_TASKS AND EXERCISES_:
A) Please answer these questions from the organ-market response:
(i) What does the organ-market response say is the main reason opt out systems do not have a large effect on organ donations?
(ii) What have replaced barter throughout the world?
(iii) Who pays for most organ transplants?
B) Carry on the organ-market response, starting right after its final sentence.

Response on Whether Organs Should be Purchased and Sold-BECKER
Sorry for this delay in responding about organ markets, but I have been tied up with other matters. On the whole the comments led to a very sophisticated discussion, with a minimal number of personal attacks. Let me respond briefly.
Barter arrangements like LifeSharers may well improve the present transplant system, but they have all the disadvantages of barter. That is why money and markets have replaced barter throughout the world.
I indicated that opt out systems do not have a large effect on organ donations. The reason is mainly that family members often overrule the implied wishes of their deceased relatives. I suspect that many people do not take the effort to opt out because they expect their parents or children to have the ultimate say.
A common concern among the critics is that the poor will both give too many of their organs, and not have access to transplants. I have more confidence than these critics do in the ability of the vast majority of poor people to make decisions in their self-interest. Moreover, market forces rather than rich persons would determine the price of organs, in the same way that rich people do not presently set the price of maid services.
Most organ transplants are paid by private insurance, Medicaid, or Medicare. Since that would continue, and since I indicated that market-determined organ prices are unlikely to add much to the total cost of transplants, the poor should not be at more of a disadvantage in getting transplants if organs were sold than they are under the present system. Indeed, they are likely to be at less of a disadvantage when the supply of organs clears the demand for organs. For the rich and famous sometimes can now use influence to get priority, and they can travel to countries where they are assured of getting a transplant.

_RAW DATA_:
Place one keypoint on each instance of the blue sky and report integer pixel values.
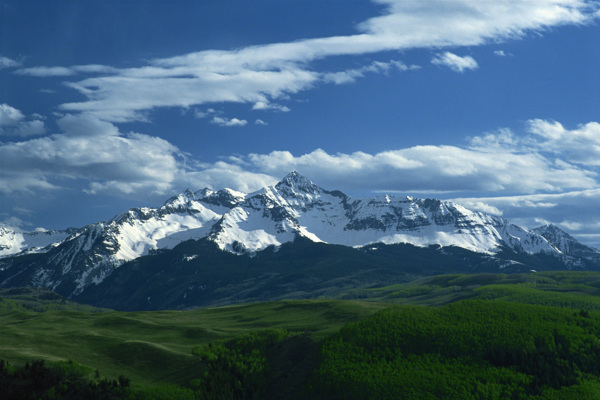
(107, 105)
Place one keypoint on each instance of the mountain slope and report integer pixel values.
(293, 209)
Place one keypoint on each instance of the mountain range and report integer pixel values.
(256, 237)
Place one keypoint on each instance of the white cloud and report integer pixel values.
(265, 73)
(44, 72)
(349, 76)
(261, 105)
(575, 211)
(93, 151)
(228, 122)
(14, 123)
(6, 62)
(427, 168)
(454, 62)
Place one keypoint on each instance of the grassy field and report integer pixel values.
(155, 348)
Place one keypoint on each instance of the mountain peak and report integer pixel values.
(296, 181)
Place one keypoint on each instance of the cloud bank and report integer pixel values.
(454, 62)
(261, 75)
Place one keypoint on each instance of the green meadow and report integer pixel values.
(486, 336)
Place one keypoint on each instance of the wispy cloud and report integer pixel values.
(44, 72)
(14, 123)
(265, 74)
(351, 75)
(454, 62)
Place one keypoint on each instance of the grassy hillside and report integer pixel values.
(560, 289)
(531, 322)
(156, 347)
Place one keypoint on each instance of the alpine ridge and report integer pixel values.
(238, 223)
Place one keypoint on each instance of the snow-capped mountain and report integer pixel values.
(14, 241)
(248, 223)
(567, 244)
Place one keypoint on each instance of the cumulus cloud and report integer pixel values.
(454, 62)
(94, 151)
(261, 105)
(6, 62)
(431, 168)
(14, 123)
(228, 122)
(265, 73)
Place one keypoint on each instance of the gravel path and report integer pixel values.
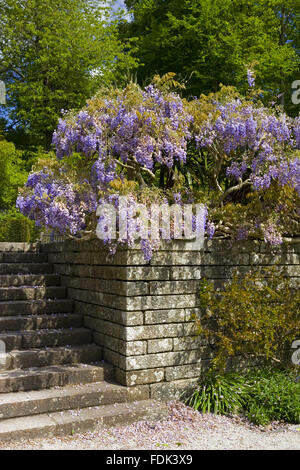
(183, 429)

...

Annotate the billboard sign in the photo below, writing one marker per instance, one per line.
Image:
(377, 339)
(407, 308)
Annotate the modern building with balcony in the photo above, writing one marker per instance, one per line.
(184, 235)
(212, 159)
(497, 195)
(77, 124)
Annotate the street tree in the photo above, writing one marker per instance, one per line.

...

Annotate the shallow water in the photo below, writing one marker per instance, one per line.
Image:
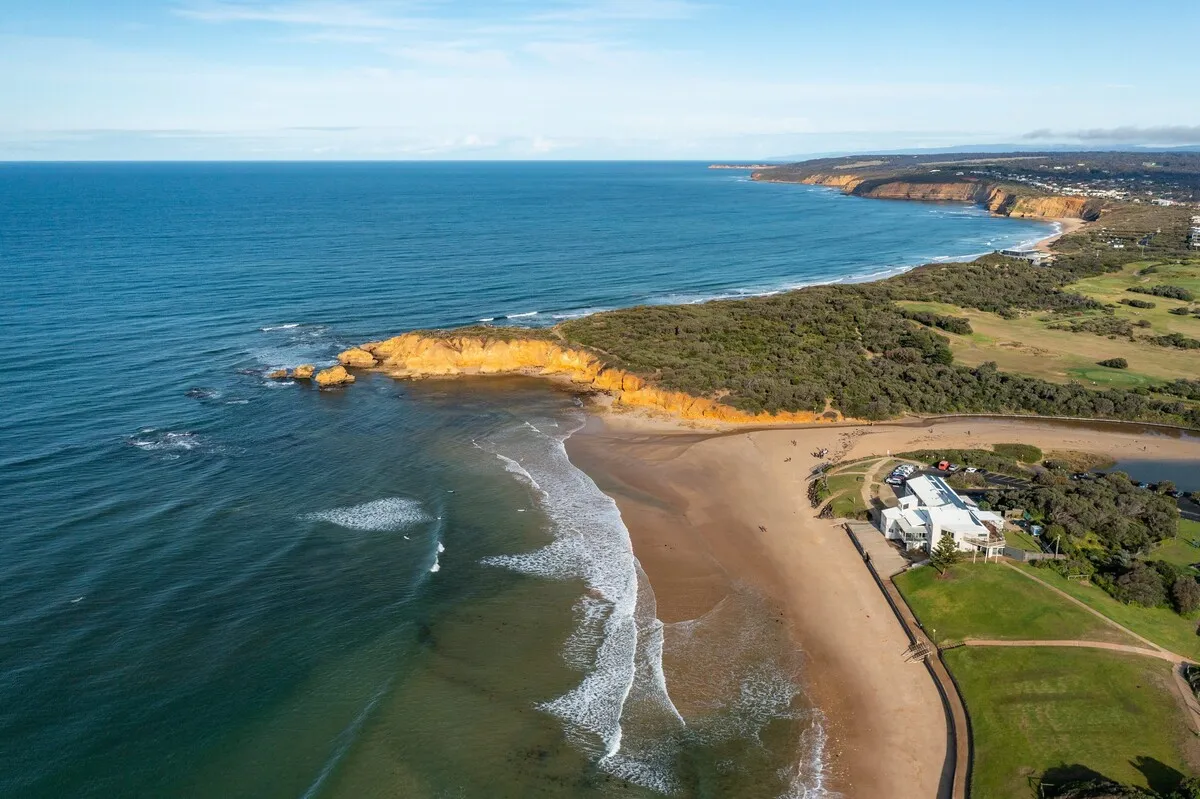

_RESPONSES BY TASK_:
A)
(i) Family members often overrule the implied wishes of their deceased relatives.
(ii) Money and markets.
(iii) Private insurance, Medicaid, or Medicare.

B)
Someone argued for a tax on people who do not agree to make their organs available rather than a price clearing market in organs. Taxing is an alternative way to clear the organ market, and also the markets for steel, apples, and other products as well. The rich would have far more influence over the setting of the magnitude and form of these taxes than they would in the determination of organ prices that raise supply to equal demand. Minimizing the use of force and other government powers in determining supply is a general advantage of market determination of prices that fully applies to organs.
At least one of you claimed that the price of organs would be high because of the so-called "endowment" affect, while others thought it would be too "low" because the poor would be duped. It cannot be both, and I believe it would be neither, partly for the reasons in the post and above.
Many decisions in life have important elements of irreversibility in the sense that the cost of reversing may be either infinite or very large. These include going to law school, marrying a particular person, joining the armed forces for several years, etc. The irreversibility of organ donation for a live transplant will make people consider that issue carefully. The present system is in this regard worst since often family members are pressured into making quick decisions about providing organs for live transplants because their relatives would die if they did not get a transplant, and they cannot expect an organ soon, given their place on the queue.
I have been at several international conferences of transplant surgeons, and have argued there for markets in organs. While I believe most but far from all of these surgeons oppose such a change, they all recognize the very serious problems with the present system. Surgeons and hospitals fight sometimes over who has access to available organs, they see many patients die because they cannot get organs, and they often must perform a transplant surgery at a time that is not optimal for a person receiving the transplant because a matching organ becomes available at a particular moment.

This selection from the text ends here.